◆ **What the task requires**
Please copy every line of the entries below, including the text lines, but scale each box coordinate by 1.4 and round it to a whole number, with halves rounding up. Leave the pictures out of your answer.

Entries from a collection
'''

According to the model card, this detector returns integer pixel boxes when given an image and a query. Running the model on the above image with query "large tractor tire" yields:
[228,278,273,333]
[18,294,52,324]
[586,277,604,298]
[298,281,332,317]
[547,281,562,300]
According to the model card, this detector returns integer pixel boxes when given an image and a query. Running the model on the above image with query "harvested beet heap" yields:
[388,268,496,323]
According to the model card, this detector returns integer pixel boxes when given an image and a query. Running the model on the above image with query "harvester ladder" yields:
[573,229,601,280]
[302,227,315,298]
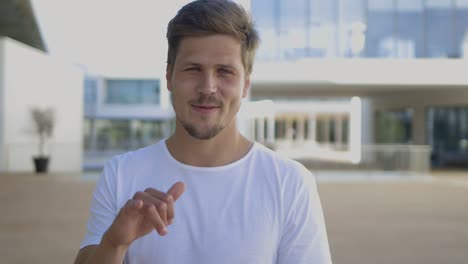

'''

◆ **The answer**
According to the model card, this detector returns integer pixel boxes when given an image and a query. Running the model on the above image with query "large tractor tire" yields:
[319,389,382,466]
[25,412,73,454]
[820,388,846,417]
[417,393,465,444]
[766,393,787,420]
According to the model card, this detector returns integer pixel boxes when given an image and a query. Running the model on the above image with query "harvested beet heap" yields:
[543,375,694,452]
According to the model card, this detector returns integer pixel boxes when given an image and a query. Running the model on the above image with query "harvester ladder" yields:
[802,321,841,392]
[423,318,441,417]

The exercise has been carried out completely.